**Exercise inputs:**
========================
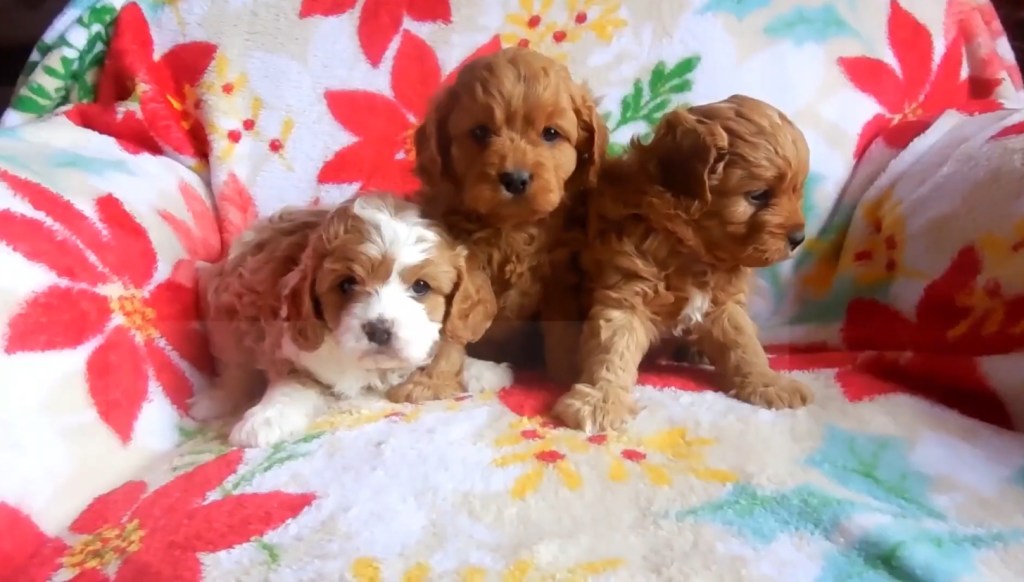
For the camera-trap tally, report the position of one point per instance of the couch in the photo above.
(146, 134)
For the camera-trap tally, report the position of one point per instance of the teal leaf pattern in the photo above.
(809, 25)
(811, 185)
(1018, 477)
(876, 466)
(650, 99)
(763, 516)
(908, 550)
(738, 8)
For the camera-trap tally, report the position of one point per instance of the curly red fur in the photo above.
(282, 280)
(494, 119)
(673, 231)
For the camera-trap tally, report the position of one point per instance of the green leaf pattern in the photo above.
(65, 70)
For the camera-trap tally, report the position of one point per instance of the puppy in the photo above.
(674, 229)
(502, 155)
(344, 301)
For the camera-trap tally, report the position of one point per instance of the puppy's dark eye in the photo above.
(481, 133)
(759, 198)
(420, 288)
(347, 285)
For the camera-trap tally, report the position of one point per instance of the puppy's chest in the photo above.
========================
Give back the material above exactly, but without its images.

For the camera-trap tally, report the position of one point per instance of the couch in the photo above.
(146, 134)
For the camera-trap tally, report the position of one point per instance of the teal leaf pattern in the photo above.
(809, 25)
(811, 185)
(1018, 477)
(876, 466)
(650, 99)
(763, 516)
(908, 550)
(738, 8)
For the camera-trap tally, report the position of one point per instance of the curly red fur in the photo above.
(282, 280)
(494, 119)
(673, 231)
For the camera-trap tally, report the position of one point per instance of the green leaf pattern in the photo above.
(65, 70)
For the camera-trap tally, report the position of one point per instance of the puppy in the photo above.
(674, 229)
(502, 155)
(344, 301)
For the camera-trap tally, report the position of one point per instance of the puppy's dark eye in the photo above.
(481, 133)
(759, 198)
(420, 288)
(347, 285)
For the camera-trap tally, report the position of one point per instance of the puppy's chest in the photo above.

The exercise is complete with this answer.